(原文):
'''
最近忽然很想读书,到了无书不看的地步就好像发疯一样的可怕。
我每天都读《美的历程》,王尔德的《狱中记》,《杜尚访谈录》,海德格尔的《人,诗意的安居》,斯宾格勒的《西方的没落》,村上春树的《1973年的弹子球机》,连续好几天,诗意和弹子球机看完了,从我的乱书堆里退下席来,换上更厚的两本,还是海德格尔,还是村上春树。我没有办法长时间的读一本书,读《美的历程》和《杜尚访谈录》通常20分钟以后,我就要把书里所有的插图狂翻一遍;王尔德的书,我总是被他和他男友的孩子气搞得在宿舍的床上大笑出声;《西方的没落》读多了就让我呕吐呕吐,让我有了学德语的欲望,人怎么能这么说话……真没办法,没有常性也不想坚持。
上一次这么乱读,是看漫画,好多种漫画交叉着看。最后是不知道谁嫁了谁,谁杀了谁,别人来问,也只是答出悲喜而已。看漫画就好像我读书,我往往把握不住书的大意主旨中心思想,通常对这个也不感兴趣,只注意细节。
'''
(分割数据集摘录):
'''
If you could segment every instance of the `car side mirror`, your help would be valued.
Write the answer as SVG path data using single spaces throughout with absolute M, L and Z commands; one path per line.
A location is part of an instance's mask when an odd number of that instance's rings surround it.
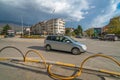
M 66 41 L 66 43 L 70 43 L 70 41 Z

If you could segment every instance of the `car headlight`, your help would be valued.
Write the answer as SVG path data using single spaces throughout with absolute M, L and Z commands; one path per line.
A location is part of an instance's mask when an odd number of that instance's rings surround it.
M 82 48 L 83 48 L 84 50 L 87 50 L 87 46 L 86 46 L 86 45 L 82 45 Z

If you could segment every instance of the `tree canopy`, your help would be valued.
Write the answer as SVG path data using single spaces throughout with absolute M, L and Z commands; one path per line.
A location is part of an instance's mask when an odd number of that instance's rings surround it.
M 3 27 L 2 34 L 7 35 L 7 31 L 8 31 L 8 30 L 11 30 L 11 27 L 10 27 L 8 24 L 6 24 L 6 25 Z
'''
上面那篇讲最近乱读书的文章，请从最后一句之后接着往下写。

(最终结果):
本来买《杜尚访谈录》是因为在介绍上说他说,人应该有家诸如此类的话,我本来以为他很放得开的呢,这么有家庭情结的人不妨一读,拿到书翻到第一页就笑起来,竟然是我看错了,他明明说的是相反的意思。为了一句话而买到一本书,可居然是看错了的一句。所幸书还不坏,人也如我所料,是个敏感又奔放的家伙。只好用生活的意外来解释。
这一次乱读,是从读黄碧云开始的,然后读到邱妙津,但受不了后者的自恋,前者的俯视,读得差不多了就要换别家,以免最后就好像我几个月吃同样的食堂大菜一样。
拿着书在课上看久了就根本不习惯看教科书。好在,我想我在课上读的只要不是小说,也没有人好来管我,哲学一类的,最好在上课的时候读,气氛合适,可以画重点,做笔记,本摊开,笔放好。本来读这样的书就好像有人在旁边教训,在课堂上就连配音都省了,还免得沉重的气氛破坏了我所能有的小资情调的音乐。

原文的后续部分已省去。